--- start of Material provided ---
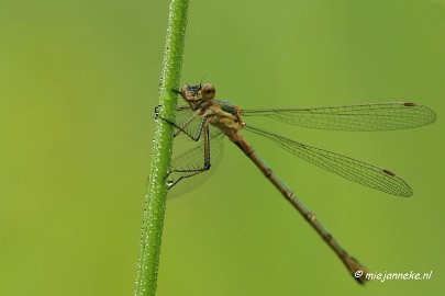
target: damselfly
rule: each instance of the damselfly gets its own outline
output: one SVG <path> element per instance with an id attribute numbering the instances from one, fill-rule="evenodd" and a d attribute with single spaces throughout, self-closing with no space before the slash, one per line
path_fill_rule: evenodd
<path id="1" fill-rule="evenodd" d="M 174 135 L 186 135 L 193 141 L 202 140 L 197 148 L 182 155 L 182 160 L 202 151 L 201 166 L 173 166 L 168 178 L 168 186 L 173 187 L 180 180 L 208 171 L 211 167 L 211 141 L 219 135 L 225 135 L 257 166 L 274 186 L 304 217 L 323 240 L 332 248 L 346 265 L 348 272 L 359 283 L 366 281 L 366 267 L 351 257 L 316 219 L 296 194 L 271 171 L 242 136 L 241 130 L 271 139 L 288 152 L 298 156 L 337 175 L 359 184 L 400 196 L 411 196 L 412 190 L 401 178 L 387 169 L 342 156 L 332 151 L 315 148 L 291 140 L 283 136 L 266 132 L 244 122 L 247 116 L 265 116 L 287 124 L 342 130 L 389 130 L 413 128 L 431 124 L 436 115 L 431 109 L 416 103 L 390 102 L 375 104 L 357 104 L 342 106 L 324 106 L 311 109 L 256 109 L 242 110 L 236 105 L 214 99 L 215 88 L 210 84 L 185 86 L 179 91 L 187 105 L 177 110 L 177 119 L 164 121 L 175 126 Z M 157 113 L 156 113 L 157 114 Z M 186 115 L 186 116 L 183 116 Z M 157 114 L 158 116 L 158 114 Z M 180 119 L 183 118 L 183 119 Z M 215 132 L 211 132 L 211 126 Z M 175 163 L 175 160 L 174 162 Z M 176 161 L 177 163 L 177 161 Z"/>

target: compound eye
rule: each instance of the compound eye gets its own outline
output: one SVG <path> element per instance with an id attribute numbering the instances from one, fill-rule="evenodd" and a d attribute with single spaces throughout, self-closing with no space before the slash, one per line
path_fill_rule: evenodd
<path id="1" fill-rule="evenodd" d="M 214 98 L 216 94 L 216 90 L 214 87 L 210 83 L 205 83 L 201 88 L 201 95 L 204 101 L 210 101 Z"/>

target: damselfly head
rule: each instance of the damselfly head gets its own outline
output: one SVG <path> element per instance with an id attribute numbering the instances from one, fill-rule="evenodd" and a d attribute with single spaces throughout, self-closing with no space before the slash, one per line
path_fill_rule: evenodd
<path id="1" fill-rule="evenodd" d="M 198 86 L 183 86 L 180 90 L 180 94 L 188 102 L 191 101 L 210 101 L 216 94 L 216 90 L 210 83 Z"/>

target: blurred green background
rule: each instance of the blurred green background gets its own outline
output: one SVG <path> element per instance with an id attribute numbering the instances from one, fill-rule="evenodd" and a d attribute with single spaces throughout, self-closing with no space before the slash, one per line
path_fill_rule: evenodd
<path id="1" fill-rule="evenodd" d="M 167 1 L 0 9 L 0 294 L 132 295 Z M 341 133 L 256 125 L 403 177 L 414 196 L 252 144 L 371 272 L 357 285 L 238 149 L 168 201 L 158 295 L 437 295 L 445 289 L 444 1 L 191 1 L 182 82 L 242 107 L 415 101 L 434 125 Z"/>

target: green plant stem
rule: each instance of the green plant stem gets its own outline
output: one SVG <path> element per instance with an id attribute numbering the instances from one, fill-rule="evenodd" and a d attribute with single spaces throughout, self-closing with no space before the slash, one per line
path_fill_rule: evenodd
<path id="1" fill-rule="evenodd" d="M 170 2 L 159 87 L 159 115 L 164 118 L 175 119 L 177 94 L 171 89 L 178 88 L 180 79 L 188 5 L 188 0 L 171 0 Z M 135 295 L 137 296 L 156 294 L 167 195 L 165 178 L 171 159 L 171 148 L 173 127 L 164 121 L 157 121 L 135 281 Z"/>

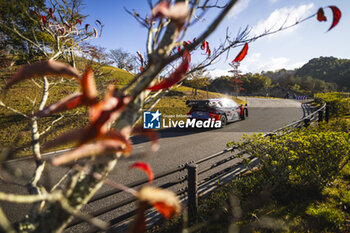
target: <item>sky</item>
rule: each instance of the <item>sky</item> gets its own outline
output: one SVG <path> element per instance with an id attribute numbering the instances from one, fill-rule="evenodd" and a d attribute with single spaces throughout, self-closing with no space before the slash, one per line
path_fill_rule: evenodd
<path id="1" fill-rule="evenodd" d="M 218 2 L 222 5 L 226 1 Z M 149 16 L 151 10 L 147 0 L 83 0 L 83 3 L 83 13 L 89 15 L 85 23 L 93 23 L 98 19 L 104 24 L 101 37 L 91 41 L 92 44 L 107 50 L 122 48 L 135 54 L 136 51 L 145 52 L 147 30 L 124 8 L 136 10 L 141 16 Z M 335 28 L 327 32 L 332 23 L 332 12 L 327 7 L 329 5 L 336 5 L 342 11 L 342 18 Z M 250 43 L 248 55 L 241 62 L 240 70 L 243 73 L 256 73 L 282 68 L 295 69 L 320 56 L 350 59 L 349 0 L 240 0 L 207 41 L 213 49 L 225 39 L 226 31 L 234 36 L 239 29 L 248 26 L 250 35 L 258 35 L 266 29 L 277 29 L 283 23 L 293 24 L 316 13 L 319 7 L 326 7 L 327 22 L 318 22 L 314 17 L 288 30 Z M 198 37 L 219 12 L 219 9 L 213 9 L 204 15 L 200 22 L 189 28 L 184 39 Z M 229 63 L 240 50 L 240 47 L 231 50 L 227 57 L 223 56 L 210 66 L 208 71 L 211 76 L 228 74 L 227 71 L 231 69 Z M 192 62 L 198 63 L 204 56 L 196 53 Z"/>

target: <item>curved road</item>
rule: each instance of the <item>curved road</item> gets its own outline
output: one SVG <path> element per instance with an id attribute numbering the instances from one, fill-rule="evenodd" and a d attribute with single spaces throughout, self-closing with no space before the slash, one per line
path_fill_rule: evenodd
<path id="1" fill-rule="evenodd" d="M 128 184 L 140 178 L 144 178 L 144 173 L 137 169 L 129 170 L 128 167 L 135 161 L 144 161 L 152 166 L 155 174 L 176 168 L 180 164 L 189 161 L 196 161 L 208 155 L 223 150 L 228 141 L 239 141 L 242 135 L 270 132 L 283 127 L 293 121 L 299 120 L 303 116 L 301 103 L 294 100 L 284 99 L 260 99 L 247 98 L 249 117 L 244 121 L 229 123 L 224 128 L 212 130 L 174 130 L 167 129 L 161 131 L 160 149 L 156 153 L 151 153 L 150 143 L 143 139 L 134 138 L 133 152 L 129 158 L 118 162 L 116 168 L 109 176 L 117 182 Z M 7 166 L 23 173 L 24 177 L 30 177 L 34 170 L 34 163 L 31 159 L 9 161 Z M 46 185 L 51 186 L 54 182 L 66 173 L 65 168 L 50 168 L 47 174 L 49 179 L 44 179 Z M 24 183 L 24 181 L 22 181 Z M 104 185 L 100 192 L 104 192 L 110 187 Z M 0 191 L 10 193 L 26 194 L 26 189 L 13 184 L 0 181 Z M 123 194 L 126 197 L 126 194 Z M 123 197 L 119 197 L 123 198 Z M 109 202 L 120 201 L 120 199 L 110 198 L 97 205 L 108 205 Z M 9 203 L 0 203 L 11 222 L 20 220 L 26 213 L 28 206 L 18 206 Z M 87 206 L 86 211 L 94 210 L 97 206 Z M 108 220 L 112 214 L 107 214 L 102 219 Z M 74 232 L 81 231 L 76 229 Z"/>

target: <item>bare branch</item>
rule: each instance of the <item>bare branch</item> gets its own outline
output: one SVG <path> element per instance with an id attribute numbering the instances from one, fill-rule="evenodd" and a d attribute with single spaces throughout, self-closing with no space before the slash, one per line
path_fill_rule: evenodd
<path id="1" fill-rule="evenodd" d="M 42 132 L 40 132 L 40 136 L 43 136 L 44 134 L 46 134 L 47 132 L 50 131 L 50 129 L 52 128 L 52 126 L 54 126 L 57 122 L 59 122 L 60 120 L 62 120 L 64 118 L 64 116 L 61 114 L 61 116 L 59 118 L 57 118 L 56 120 L 52 121 L 51 124 Z"/>
<path id="2" fill-rule="evenodd" d="M 7 233 L 16 233 L 15 229 L 11 226 L 10 221 L 7 219 L 4 211 L 0 207 L 0 226 Z"/>
<path id="3" fill-rule="evenodd" d="M 10 110 L 11 112 L 17 113 L 18 115 L 21 115 L 21 116 L 23 116 L 25 118 L 28 118 L 28 116 L 26 114 L 24 114 L 24 113 L 14 109 L 14 108 L 11 108 L 11 107 L 5 105 L 1 100 L 0 100 L 0 107 L 3 107 L 5 109 L 7 109 L 7 110 Z"/>

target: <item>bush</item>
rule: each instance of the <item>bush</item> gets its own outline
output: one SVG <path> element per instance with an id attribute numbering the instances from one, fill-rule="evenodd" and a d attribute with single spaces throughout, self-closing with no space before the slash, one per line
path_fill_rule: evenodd
<path id="1" fill-rule="evenodd" d="M 336 122 L 298 129 L 286 135 L 246 138 L 237 145 L 259 158 L 260 167 L 245 181 L 247 187 L 243 193 L 247 194 L 247 190 L 260 192 L 266 187 L 280 191 L 292 186 L 323 187 L 349 161 L 348 129 L 348 123 Z"/>

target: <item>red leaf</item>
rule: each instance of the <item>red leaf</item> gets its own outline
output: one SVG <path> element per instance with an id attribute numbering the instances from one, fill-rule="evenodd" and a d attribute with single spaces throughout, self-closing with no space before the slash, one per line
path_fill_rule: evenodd
<path id="1" fill-rule="evenodd" d="M 248 43 L 245 43 L 243 49 L 241 50 L 241 52 L 239 52 L 239 54 L 237 55 L 237 57 L 232 61 L 232 62 L 240 62 L 242 61 L 245 56 L 248 53 Z"/>
<path id="2" fill-rule="evenodd" d="M 45 16 L 41 16 L 41 22 L 42 23 L 46 23 L 46 21 L 47 21 L 46 17 Z"/>
<path id="3" fill-rule="evenodd" d="M 172 85 L 181 82 L 185 78 L 185 74 L 188 71 L 188 68 L 190 66 L 190 60 L 191 55 L 187 50 L 185 50 L 180 66 L 168 78 L 163 79 L 158 84 L 155 84 L 154 86 L 149 87 L 147 89 L 153 91 L 167 89 Z"/>
<path id="4" fill-rule="evenodd" d="M 44 117 L 58 112 L 66 111 L 82 105 L 83 94 L 76 93 L 69 95 L 60 101 L 45 107 L 42 111 L 36 112 L 34 115 Z"/>
<path id="5" fill-rule="evenodd" d="M 211 50 L 210 49 L 208 49 L 208 57 L 210 57 L 210 55 L 211 55 Z"/>
<path id="6" fill-rule="evenodd" d="M 327 21 L 327 18 L 324 15 L 324 10 L 322 7 L 320 9 L 318 9 L 318 11 L 317 11 L 317 20 L 320 22 Z"/>
<path id="7" fill-rule="evenodd" d="M 34 14 L 38 16 L 39 19 L 41 19 L 41 15 L 38 12 L 34 11 Z"/>
<path id="8" fill-rule="evenodd" d="M 66 21 L 64 22 L 64 25 L 66 25 L 66 27 L 68 27 L 68 28 L 72 28 L 72 24 L 69 24 Z"/>
<path id="9" fill-rule="evenodd" d="M 136 53 L 139 56 L 141 67 L 143 67 L 143 56 L 142 56 L 142 54 L 139 51 L 137 51 Z M 143 71 L 143 70 L 141 70 L 141 71 Z"/>
<path id="10" fill-rule="evenodd" d="M 141 202 L 152 204 L 165 218 L 180 213 L 180 201 L 172 191 L 145 186 L 140 190 L 138 198 Z"/>
<path id="11" fill-rule="evenodd" d="M 328 29 L 328 31 L 330 31 L 332 28 L 337 26 L 337 24 L 339 23 L 339 20 L 341 18 L 341 11 L 339 10 L 338 7 L 336 7 L 336 6 L 329 6 L 329 8 L 331 8 L 332 12 L 333 12 L 333 22 L 332 22 L 331 27 Z"/>
<path id="12" fill-rule="evenodd" d="M 80 80 L 83 91 L 84 102 L 87 105 L 97 103 L 97 89 L 94 79 L 94 73 L 91 67 L 88 67 Z"/>
<path id="13" fill-rule="evenodd" d="M 202 44 L 201 44 L 201 50 L 204 50 L 205 49 L 205 45 L 206 45 L 206 43 L 205 43 L 206 41 L 205 40 L 203 40 L 202 41 Z"/>
<path id="14" fill-rule="evenodd" d="M 74 67 L 59 61 L 40 61 L 20 68 L 7 83 L 5 89 L 24 79 L 42 77 L 45 75 L 66 76 L 79 79 L 79 72 Z"/>
<path id="15" fill-rule="evenodd" d="M 90 119 L 90 125 L 88 127 L 88 134 L 86 134 L 80 144 L 84 144 L 88 141 L 95 139 L 96 137 L 106 134 L 112 122 L 114 122 L 122 110 L 126 107 L 131 100 L 128 96 L 120 96 L 118 98 L 110 96 L 108 100 L 103 101 L 98 108 L 92 106 L 90 115 L 94 115 L 94 120 Z"/>
<path id="16" fill-rule="evenodd" d="M 95 38 L 97 38 L 98 37 L 97 29 L 96 28 L 93 28 L 93 29 L 94 29 Z"/>
<path id="17" fill-rule="evenodd" d="M 157 151 L 159 149 L 159 143 L 158 143 L 158 139 L 159 139 L 159 134 L 151 129 L 144 129 L 141 126 L 136 126 L 133 131 L 132 134 L 138 134 L 138 135 L 143 135 L 148 137 L 151 141 L 152 141 L 152 151 Z"/>
<path id="18" fill-rule="evenodd" d="M 64 27 L 63 28 L 59 28 L 58 30 L 61 32 L 61 35 L 66 34 L 66 29 Z"/>
<path id="19" fill-rule="evenodd" d="M 136 162 L 133 165 L 130 166 L 130 168 L 138 168 L 146 172 L 148 176 L 148 182 L 152 183 L 153 181 L 153 172 L 152 168 L 147 164 L 147 163 L 142 163 L 142 162 Z"/>

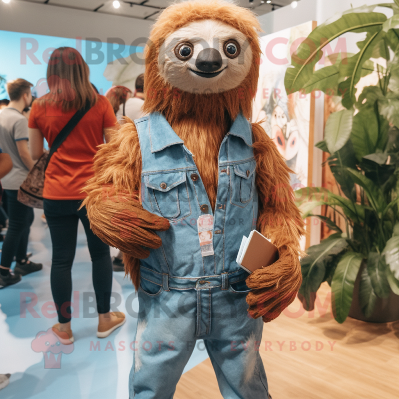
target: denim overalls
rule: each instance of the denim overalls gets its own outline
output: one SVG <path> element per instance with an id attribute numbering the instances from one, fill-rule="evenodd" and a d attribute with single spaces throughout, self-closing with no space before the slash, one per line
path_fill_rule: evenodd
<path id="1" fill-rule="evenodd" d="M 158 233 L 162 246 L 140 260 L 130 398 L 172 398 L 200 339 L 223 398 L 267 398 L 259 354 L 263 323 L 248 315 L 248 274 L 235 261 L 258 212 L 250 125 L 239 114 L 220 146 L 214 253 L 202 256 L 197 220 L 213 213 L 193 155 L 161 114 L 135 124 L 142 158 L 143 206 L 169 219 L 171 226 Z"/>

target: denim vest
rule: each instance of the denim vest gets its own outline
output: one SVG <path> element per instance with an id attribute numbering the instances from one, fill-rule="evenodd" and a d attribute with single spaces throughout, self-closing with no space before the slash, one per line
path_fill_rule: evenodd
<path id="1" fill-rule="evenodd" d="M 243 235 L 256 228 L 258 214 L 250 124 L 240 114 L 221 143 L 212 213 L 193 154 L 163 115 L 153 113 L 134 122 L 142 158 L 143 206 L 171 224 L 157 232 L 162 246 L 140 260 L 142 277 L 166 290 L 196 288 L 199 281 L 208 283 L 203 288 L 225 286 L 227 278 L 230 283 L 245 278 L 248 274 L 235 259 Z M 207 213 L 214 217 L 214 254 L 202 257 L 197 219 Z"/>

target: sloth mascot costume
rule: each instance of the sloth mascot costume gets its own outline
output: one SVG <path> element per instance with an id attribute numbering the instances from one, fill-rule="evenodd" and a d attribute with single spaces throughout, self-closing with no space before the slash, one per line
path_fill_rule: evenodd
<path id="1" fill-rule="evenodd" d="M 130 399 L 170 399 L 202 339 L 222 395 L 269 397 L 263 322 L 301 282 L 303 225 L 289 169 L 248 122 L 260 48 L 255 15 L 223 0 L 173 4 L 145 51 L 143 110 L 95 158 L 84 201 L 91 227 L 124 253 L 139 313 Z M 236 262 L 256 229 L 279 258 L 251 274 Z"/>

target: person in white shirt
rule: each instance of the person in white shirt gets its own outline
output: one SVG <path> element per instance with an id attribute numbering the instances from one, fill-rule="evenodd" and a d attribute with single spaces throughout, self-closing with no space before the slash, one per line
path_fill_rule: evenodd
<path id="1" fill-rule="evenodd" d="M 134 121 L 145 115 L 142 110 L 145 95 L 144 74 L 142 73 L 137 77 L 135 86 L 136 90 L 134 96 L 128 98 L 125 103 L 122 103 L 119 106 L 119 110 L 116 113 L 116 117 L 118 121 L 122 119 L 124 116 L 127 116 Z"/>

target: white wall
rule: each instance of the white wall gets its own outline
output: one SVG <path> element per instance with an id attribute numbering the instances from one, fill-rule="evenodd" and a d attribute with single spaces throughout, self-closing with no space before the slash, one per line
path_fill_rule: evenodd
<path id="1" fill-rule="evenodd" d="M 385 2 L 378 0 L 300 0 L 295 9 L 289 6 L 278 8 L 261 15 L 258 19 L 265 32 L 263 34 L 269 34 L 310 20 L 316 21 L 320 25 L 334 14 L 349 9 L 351 4 L 356 8 L 379 2 Z M 393 1 L 387 0 L 386 2 Z M 389 14 L 388 8 L 379 8 L 376 10 Z"/>
<path id="2" fill-rule="evenodd" d="M 95 37 L 106 42 L 118 37 L 130 45 L 147 38 L 152 21 L 77 10 L 50 4 L 12 0 L 0 1 L 0 29 L 83 39 Z M 143 45 L 145 40 L 137 45 Z"/>

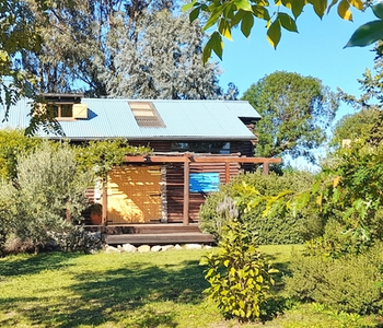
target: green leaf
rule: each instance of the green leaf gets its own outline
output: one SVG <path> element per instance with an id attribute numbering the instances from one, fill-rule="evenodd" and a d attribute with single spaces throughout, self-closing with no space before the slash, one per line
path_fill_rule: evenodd
<path id="1" fill-rule="evenodd" d="M 243 16 L 244 16 L 245 14 L 247 14 L 246 11 L 239 10 L 239 11 L 234 14 L 233 19 L 231 20 L 231 27 L 233 27 L 233 26 L 237 25 L 240 22 L 242 22 L 242 19 L 243 19 Z"/>
<path id="2" fill-rule="evenodd" d="M 309 2 L 314 7 L 315 13 L 322 19 L 326 12 L 327 0 L 309 0 Z"/>
<path id="3" fill-rule="evenodd" d="M 378 19 L 383 20 L 383 3 L 378 3 L 371 7 L 372 12 Z"/>
<path id="4" fill-rule="evenodd" d="M 268 271 L 267 271 L 267 273 L 278 273 L 279 272 L 279 270 L 278 269 L 274 269 L 274 268 L 271 268 L 271 269 L 269 269 Z"/>
<path id="5" fill-rule="evenodd" d="M 349 2 L 353 8 L 359 9 L 359 10 L 363 10 L 363 2 L 361 0 L 349 0 Z M 372 9 L 372 11 L 373 11 L 373 9 Z"/>
<path id="6" fill-rule="evenodd" d="M 253 9 L 252 9 L 252 4 L 249 3 L 248 0 L 235 0 L 234 1 L 234 4 L 236 5 L 236 8 L 240 10 L 244 10 L 244 11 L 249 11 L 252 12 Z"/>
<path id="7" fill-rule="evenodd" d="M 228 21 L 221 20 L 219 25 L 218 25 L 218 31 L 221 33 L 222 36 L 225 38 L 233 40 L 231 37 L 231 31 Z"/>
<path id="8" fill-rule="evenodd" d="M 241 23 L 241 31 L 243 33 L 244 36 L 248 37 L 249 33 L 252 31 L 252 27 L 254 25 L 254 17 L 253 14 L 251 14 L 249 12 L 246 12 L 242 19 L 242 23 Z"/>
<path id="9" fill-rule="evenodd" d="M 211 27 L 212 25 L 216 25 L 218 20 L 220 19 L 221 15 L 223 15 L 223 10 L 224 10 L 224 5 L 220 5 L 211 14 L 209 20 L 206 22 L 205 26 L 204 26 L 204 31 L 208 30 L 209 27 Z"/>
<path id="10" fill-rule="evenodd" d="M 337 2 L 338 2 L 338 0 L 333 0 L 332 1 L 332 3 L 328 5 L 328 8 L 327 8 L 327 13 L 329 13 L 329 11 L 330 11 L 330 9 L 335 5 L 335 4 L 337 4 Z"/>
<path id="11" fill-rule="evenodd" d="M 271 46 L 277 49 L 277 46 L 280 40 L 280 23 L 278 20 L 275 20 L 270 27 L 267 30 L 267 40 L 271 44 Z"/>
<path id="12" fill-rule="evenodd" d="M 372 21 L 357 28 L 348 40 L 347 47 L 364 47 L 383 39 L 383 21 Z"/>
<path id="13" fill-rule="evenodd" d="M 209 42 L 211 44 L 211 49 L 214 51 L 214 54 L 222 60 L 222 52 L 223 52 L 223 42 L 222 37 L 218 32 L 214 32 Z"/>
<path id="14" fill-rule="evenodd" d="M 291 19 L 287 13 L 279 12 L 278 20 L 283 28 L 290 32 L 298 32 L 297 24 L 293 19 Z"/>
<path id="15" fill-rule="evenodd" d="M 197 0 L 192 0 L 189 3 L 186 3 L 182 7 L 182 11 L 188 11 L 196 4 Z M 199 3 L 197 3 L 199 4 Z"/>
<path id="16" fill-rule="evenodd" d="M 295 19 L 302 13 L 303 7 L 304 7 L 304 0 L 294 0 L 292 1 L 292 14 L 294 15 Z"/>
<path id="17" fill-rule="evenodd" d="M 192 10 L 189 13 L 189 21 L 193 23 L 195 20 L 198 19 L 199 13 L 200 13 L 200 7 L 197 7 L 196 9 Z"/>
<path id="18" fill-rule="evenodd" d="M 352 13 L 349 10 L 350 3 L 347 0 L 341 0 L 338 4 L 338 15 L 345 21 L 352 21 Z"/>
<path id="19" fill-rule="evenodd" d="M 253 14 L 260 20 L 270 20 L 270 14 L 268 13 L 267 9 L 262 5 L 253 5 Z"/>
<path id="20" fill-rule="evenodd" d="M 204 47 L 204 51 L 202 51 L 202 63 L 206 65 L 210 57 L 211 57 L 211 45 L 209 44 L 209 42 L 205 45 Z"/>

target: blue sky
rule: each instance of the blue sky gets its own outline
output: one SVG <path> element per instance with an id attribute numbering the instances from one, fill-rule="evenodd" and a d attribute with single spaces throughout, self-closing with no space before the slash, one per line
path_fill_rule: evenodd
<path id="1" fill-rule="evenodd" d="M 219 62 L 223 70 L 220 84 L 227 87 L 233 82 L 242 95 L 266 74 L 285 70 L 318 78 L 333 91 L 339 86 L 359 95 L 357 80 L 365 68 L 372 69 L 374 52 L 372 46 L 345 49 L 344 46 L 358 26 L 375 17 L 371 9 L 352 13 L 353 22 L 347 22 L 333 8 L 321 21 L 307 7 L 297 21 L 299 33 L 282 31 L 277 50 L 267 42 L 265 23 L 260 20 L 255 22 L 248 39 L 235 31 L 232 42 L 224 40 L 223 60 Z M 337 118 L 352 110 L 341 105 Z"/>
--- end of Material provided ---
- Task goal: Repeat the line containing "target: blue sky" and all subsequent lines through the final line of the data, exactly and with no others.

- Right answer:
target: blue sky
rule: each instance of the blue sky gets its own outline
output: one SVG <path> element per instance with an id attribute numbering the instances from one, fill-rule="evenodd" and a d attribute with single spaces throughout, self-closing with no space before the slash, one per line
path_fill_rule: evenodd
<path id="1" fill-rule="evenodd" d="M 219 62 L 223 70 L 220 84 L 227 87 L 233 82 L 242 95 L 266 74 L 285 70 L 318 78 L 333 91 L 339 86 L 359 95 L 357 80 L 365 68 L 372 69 L 374 52 L 372 46 L 345 49 L 344 46 L 358 26 L 375 17 L 371 9 L 352 13 L 353 22 L 347 22 L 333 8 L 321 21 L 307 7 L 297 21 L 299 33 L 282 31 L 277 50 L 267 42 L 265 23 L 260 20 L 255 22 L 248 39 L 235 31 L 232 42 L 224 40 L 223 60 Z M 337 118 L 352 110 L 341 105 Z"/>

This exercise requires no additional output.